> **Problem details**
Format the lines below as a Markdown table with the columns "Row" and "Line," numbering each row and skipping blank lines. Leave the pictures out of the table.

> **Extracted records**

— START —

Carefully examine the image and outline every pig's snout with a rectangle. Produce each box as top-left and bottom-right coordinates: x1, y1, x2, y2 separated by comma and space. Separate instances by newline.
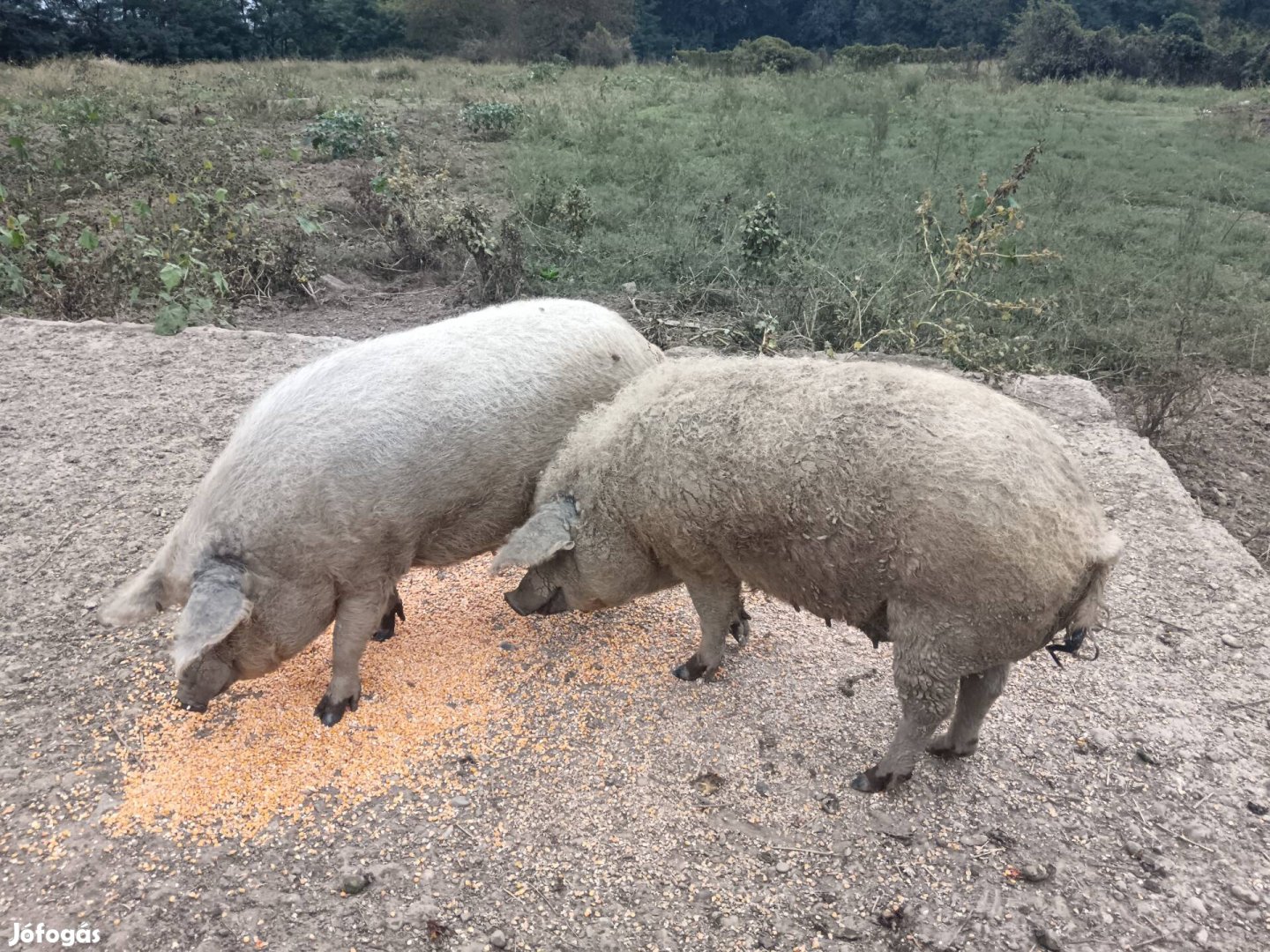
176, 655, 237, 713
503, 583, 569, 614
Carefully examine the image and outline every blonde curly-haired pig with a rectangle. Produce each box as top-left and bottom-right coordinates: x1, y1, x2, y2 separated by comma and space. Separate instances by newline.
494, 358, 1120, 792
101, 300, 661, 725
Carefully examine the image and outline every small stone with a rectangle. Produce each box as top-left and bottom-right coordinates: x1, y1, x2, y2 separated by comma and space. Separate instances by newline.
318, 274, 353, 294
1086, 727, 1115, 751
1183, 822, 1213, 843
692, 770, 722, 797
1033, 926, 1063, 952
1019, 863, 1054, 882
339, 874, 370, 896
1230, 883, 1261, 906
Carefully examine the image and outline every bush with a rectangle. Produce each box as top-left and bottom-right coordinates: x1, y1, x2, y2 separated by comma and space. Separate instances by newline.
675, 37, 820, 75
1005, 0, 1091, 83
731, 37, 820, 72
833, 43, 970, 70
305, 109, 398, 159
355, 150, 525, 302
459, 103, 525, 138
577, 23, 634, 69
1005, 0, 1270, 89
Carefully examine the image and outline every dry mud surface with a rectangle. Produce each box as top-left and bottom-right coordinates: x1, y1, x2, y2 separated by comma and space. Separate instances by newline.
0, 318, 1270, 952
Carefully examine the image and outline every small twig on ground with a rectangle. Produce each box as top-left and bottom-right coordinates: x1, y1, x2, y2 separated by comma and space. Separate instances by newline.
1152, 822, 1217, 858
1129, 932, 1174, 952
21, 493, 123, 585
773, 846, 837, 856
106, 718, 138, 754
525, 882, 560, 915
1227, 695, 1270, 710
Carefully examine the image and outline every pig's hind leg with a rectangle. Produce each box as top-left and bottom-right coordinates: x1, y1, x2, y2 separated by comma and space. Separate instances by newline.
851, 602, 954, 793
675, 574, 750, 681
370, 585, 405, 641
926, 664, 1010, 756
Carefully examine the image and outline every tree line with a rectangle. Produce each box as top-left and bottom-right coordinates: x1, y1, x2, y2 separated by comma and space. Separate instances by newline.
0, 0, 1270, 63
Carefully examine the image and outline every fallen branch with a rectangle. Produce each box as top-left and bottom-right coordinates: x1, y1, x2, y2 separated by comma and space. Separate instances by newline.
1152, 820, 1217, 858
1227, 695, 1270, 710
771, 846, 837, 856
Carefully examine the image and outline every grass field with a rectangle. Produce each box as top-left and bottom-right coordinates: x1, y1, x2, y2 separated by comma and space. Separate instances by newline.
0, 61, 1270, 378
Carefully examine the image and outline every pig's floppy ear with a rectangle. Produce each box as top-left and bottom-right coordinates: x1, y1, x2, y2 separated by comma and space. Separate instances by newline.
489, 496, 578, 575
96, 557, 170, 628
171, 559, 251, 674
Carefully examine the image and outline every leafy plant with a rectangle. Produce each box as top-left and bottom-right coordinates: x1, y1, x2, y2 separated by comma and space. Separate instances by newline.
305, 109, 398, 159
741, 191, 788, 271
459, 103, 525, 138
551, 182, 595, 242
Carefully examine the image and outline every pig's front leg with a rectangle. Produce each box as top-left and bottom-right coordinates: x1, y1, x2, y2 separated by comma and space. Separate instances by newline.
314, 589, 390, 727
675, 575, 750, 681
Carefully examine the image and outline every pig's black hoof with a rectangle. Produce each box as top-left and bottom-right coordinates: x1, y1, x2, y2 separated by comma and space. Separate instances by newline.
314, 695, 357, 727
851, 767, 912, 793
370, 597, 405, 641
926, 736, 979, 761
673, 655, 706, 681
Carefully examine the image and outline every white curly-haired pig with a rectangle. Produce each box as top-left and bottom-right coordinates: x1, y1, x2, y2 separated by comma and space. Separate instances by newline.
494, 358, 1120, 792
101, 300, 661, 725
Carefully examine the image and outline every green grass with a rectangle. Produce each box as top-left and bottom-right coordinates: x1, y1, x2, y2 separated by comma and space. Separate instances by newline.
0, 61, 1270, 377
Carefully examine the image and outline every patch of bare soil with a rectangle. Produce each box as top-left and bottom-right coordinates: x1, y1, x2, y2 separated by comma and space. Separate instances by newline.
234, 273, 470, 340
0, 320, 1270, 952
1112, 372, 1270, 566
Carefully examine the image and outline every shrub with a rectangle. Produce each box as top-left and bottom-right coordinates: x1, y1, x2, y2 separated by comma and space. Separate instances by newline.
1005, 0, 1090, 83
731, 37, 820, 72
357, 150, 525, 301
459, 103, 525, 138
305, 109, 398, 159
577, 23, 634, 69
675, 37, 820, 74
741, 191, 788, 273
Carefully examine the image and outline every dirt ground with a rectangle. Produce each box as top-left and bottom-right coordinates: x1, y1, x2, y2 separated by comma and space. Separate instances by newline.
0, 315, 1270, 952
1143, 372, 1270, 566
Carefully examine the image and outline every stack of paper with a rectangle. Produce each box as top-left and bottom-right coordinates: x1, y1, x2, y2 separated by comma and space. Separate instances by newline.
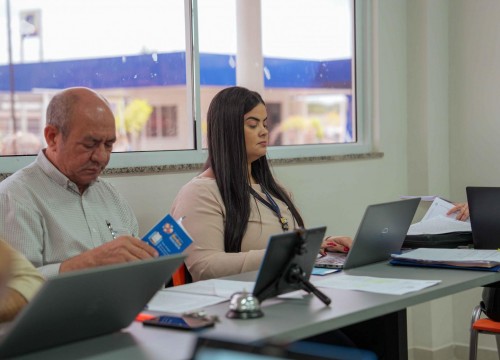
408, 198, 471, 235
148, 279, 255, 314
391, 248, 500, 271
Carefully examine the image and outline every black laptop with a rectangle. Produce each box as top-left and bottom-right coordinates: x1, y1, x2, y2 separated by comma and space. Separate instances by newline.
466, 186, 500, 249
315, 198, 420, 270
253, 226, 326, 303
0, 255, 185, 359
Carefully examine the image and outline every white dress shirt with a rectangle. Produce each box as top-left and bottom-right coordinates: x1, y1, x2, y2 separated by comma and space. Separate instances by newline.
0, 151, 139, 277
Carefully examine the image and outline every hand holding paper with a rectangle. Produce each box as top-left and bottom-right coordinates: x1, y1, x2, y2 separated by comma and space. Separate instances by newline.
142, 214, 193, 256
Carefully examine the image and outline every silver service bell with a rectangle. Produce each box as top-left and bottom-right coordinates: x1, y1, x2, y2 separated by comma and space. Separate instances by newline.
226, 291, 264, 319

— END —

> **Complete response**
| Row | Line |
|---|---|
| 1 | Carefully examine the image and outline every pig's snout with a rectangle. Produce each box as top-left and bottom-right coordinates: x1, y1, x2, y2 separated by comma and space. Separate instances by newline. |
| 2 | 176, 655, 237, 713 |
| 3 | 503, 583, 569, 614 |
| 4 | Carefully examine the image and outline every blonde curly-haired pig with a rectangle. Produce each box as top-left and bottom-right coordinates: x1, y1, x2, y2 separated by comma and space. Separate instances by newline. |
| 5 | 494, 358, 1120, 792 |
| 6 | 101, 300, 661, 725 |
| 7 | Carefully examine the image and outline every small stone with a rectangle. Produce each box as top-left and bottom-right coordinates: x1, y1, x2, y2 separated by comma and space. Separate instances by newline. |
| 8 | 318, 274, 353, 294 |
| 9 | 1086, 727, 1115, 751 |
| 10 | 1183, 822, 1213, 843 |
| 11 | 692, 770, 722, 797 |
| 12 | 1033, 926, 1063, 952 |
| 13 | 1019, 863, 1054, 882 |
| 14 | 339, 874, 370, 896 |
| 15 | 1230, 883, 1261, 906 |
| 16 | Carefully examine the image and outline every bush with a rectangle. Produce each box as top-left and bottom-right coordinates: x1, y1, x2, y2 separated by comma and space. Separate instances by newline. |
| 17 | 675, 37, 820, 75 |
| 18 | 1005, 0, 1091, 83 |
| 19 | 731, 37, 820, 72 |
| 20 | 833, 43, 970, 70 |
| 21 | 305, 109, 398, 159 |
| 22 | 355, 150, 525, 302 |
| 23 | 459, 103, 525, 138 |
| 24 | 577, 23, 634, 69 |
| 25 | 1005, 0, 1270, 89 |
| 26 | Carefully examine the image and outline every dry mud surface with a rectangle. Produce each box as top-left and bottom-right coordinates: x1, y1, x2, y2 separated by comma and space. Separate instances by newline. |
| 27 | 0, 318, 1270, 952 |
| 28 | Carefully examine the image and outline every small twig on ground with a rectangle. Produce each box as top-left and bottom-right coordinates: x1, y1, x2, y2 separated by comma and space. Separate instances by newline. |
| 29 | 1152, 822, 1217, 858 |
| 30 | 1129, 932, 1174, 952 |
| 31 | 21, 493, 123, 585 |
| 32 | 773, 846, 837, 856 |
| 33 | 106, 718, 138, 754 |
| 34 | 525, 882, 560, 915 |
| 35 | 1227, 695, 1270, 710 |
| 36 | Carefully examine the image and outline every pig's hind leg with a rectangle. Produce each box as top-left and bottom-right coordinates: x1, y1, x2, y2 separated by comma and space. Separate instances by newline. |
| 37 | 851, 602, 954, 793 |
| 38 | 675, 574, 750, 681 |
| 39 | 370, 585, 405, 641 |
| 40 | 926, 664, 1010, 756 |
| 41 | Carefully examine the image and outline every tree line with a rectangle. Produce each box as top-left and bottom-right coordinates: x1, y1, x2, y2 separated by comma and space. Separate instances by newline. |
| 42 | 0, 0, 1270, 63 |
| 43 | Carefully examine the image and outline every fallen branch with a rectangle. Produce each box as top-left and bottom-right coordinates: x1, y1, x2, y2 separated by comma and space. Separate instances by newline. |
| 44 | 1152, 820, 1217, 858 |
| 45 | 1227, 695, 1270, 710 |
| 46 | 771, 846, 837, 856 |
| 47 | Carefully examine the image and outline every grass field with a rectangle. Produce each box as top-left and bottom-right coordinates: x1, y1, x2, y2 separated by comma and space. Separate instances by newline. |
| 48 | 0, 61, 1270, 378 |
| 49 | Carefully examine the image and outline every pig's floppy ear with a rectangle. Produce each box as top-left and bottom-right coordinates: x1, y1, x2, y2 separated by comma and space. Separate instances by newline. |
| 50 | 489, 496, 578, 575 |
| 51 | 96, 557, 170, 628 |
| 52 | 171, 559, 251, 674 |
| 53 | Carefully examine the image and outline every leafy plant with a rectangle. Produce each box as top-left and bottom-right coordinates: x1, y1, x2, y2 separated by comma and space. Separate instances by newline. |
| 54 | 305, 109, 398, 159 |
| 55 | 741, 191, 788, 271 |
| 56 | 459, 103, 525, 138 |
| 57 | 551, 182, 595, 242 |
| 58 | Carefully examine the image and outline every pig's front leg with a rectangle. Produce each box as top-left and bottom-right coordinates: x1, y1, x2, y2 separated by comma and space. Separate instances by newline. |
| 59 | 314, 589, 390, 727 |
| 60 | 675, 575, 750, 681 |
| 61 | Carefully examine the image and outline every pig's black hoof with a rectangle. Produce each box as top-left and bottom-right coordinates: x1, y1, x2, y2 separated by comma and space. Separate instances by newline. |
| 62 | 314, 695, 357, 727 |
| 63 | 851, 767, 912, 793 |
| 64 | 370, 597, 405, 641 |
| 65 | 926, 736, 979, 761 |
| 66 | 673, 655, 706, 681 |
| 67 | Carefully examine the image and outline every white curly-haired pig with a rectangle. Produce each box as top-left and bottom-right coordinates: x1, y1, x2, y2 separated by comma and space. Separate instances by newline. |
| 68 | 494, 358, 1120, 792 |
| 69 | 101, 300, 661, 725 |
| 70 | Carefully examine the image and outline every green grass with a rectangle. Produce each box as top-left and bottom-right coordinates: x1, y1, x2, y2 separated by comma and space. Separate instances by newline. |
| 71 | 0, 61, 1270, 377 |
| 72 | Carefully examine the image and outline every patch of bare soil with a rectangle. Produce each box as top-left and bottom-right coordinates: x1, y1, x2, y2 separated by comma and space. Separate instances by newline. |
| 73 | 234, 273, 470, 340 |
| 74 | 0, 320, 1270, 952 |
| 75 | 1112, 372, 1270, 566 |
| 76 | Carefully examine the image and outline every shrub with a rectangle. Produce each box as top-left and bottom-right coordinates: x1, y1, x2, y2 separated by comma and space. Separate instances by newline. |
| 77 | 1005, 0, 1090, 83 |
| 78 | 731, 37, 820, 72 |
| 79 | 357, 150, 525, 301 |
| 80 | 459, 103, 525, 138 |
| 81 | 305, 109, 398, 159 |
| 82 | 577, 23, 634, 69 |
| 83 | 675, 37, 820, 74 |
| 84 | 741, 191, 788, 273 |
| 85 | Carefully examine the image and outline every dirt ground with a rectangle. Produce each box as top-left and bottom-right coordinates: x1, y1, x2, y2 separated by comma and space. Separate instances by newline. |
| 86 | 0, 315, 1270, 952 |
| 87 | 1143, 372, 1270, 566 |
| 88 | Carefully examine the image and outline every stack of paper with a rectangle. Produce each box as top-left and bottom-right coordinates: x1, y1, x2, y2 separated by comma and space. Separate instances by newline. |
| 89 | 408, 198, 471, 235 |
| 90 | 148, 279, 255, 314 |
| 91 | 391, 248, 500, 271 |
| 92 | Carefully examine the image and outline every black laptop with a rectangle. Produce each box as top-left and bottom-right coordinates: x1, y1, x2, y2 separated by comma and space. Separate instances by newline. |
| 93 | 466, 186, 500, 249 |
| 94 | 315, 198, 420, 270 |
| 95 | 253, 226, 326, 303 |
| 96 | 0, 255, 185, 359 |
| 97 | Carefully examine the image and outline every white dress shirt with a rectangle. Produce each box as top-left and bottom-right coordinates: x1, y1, x2, y2 separated by comma and space. Separate instances by newline. |
| 98 | 0, 151, 139, 277 |
| 99 | Carefully examine the image and outline every hand holding paper with a rectangle. Produce each box as top-left and bottom-right coordinates: x1, y1, x2, y2 separated by comma and space. Separate instances by newline. |
| 100 | 142, 214, 193, 256 |
| 101 | Carefully examine the image and outline every silver service bell with a rectangle. Produce each box as top-left and bottom-right coordinates: x1, y1, x2, y2 separated by comma and space. Separate instances by newline. |
| 102 | 226, 291, 264, 319 |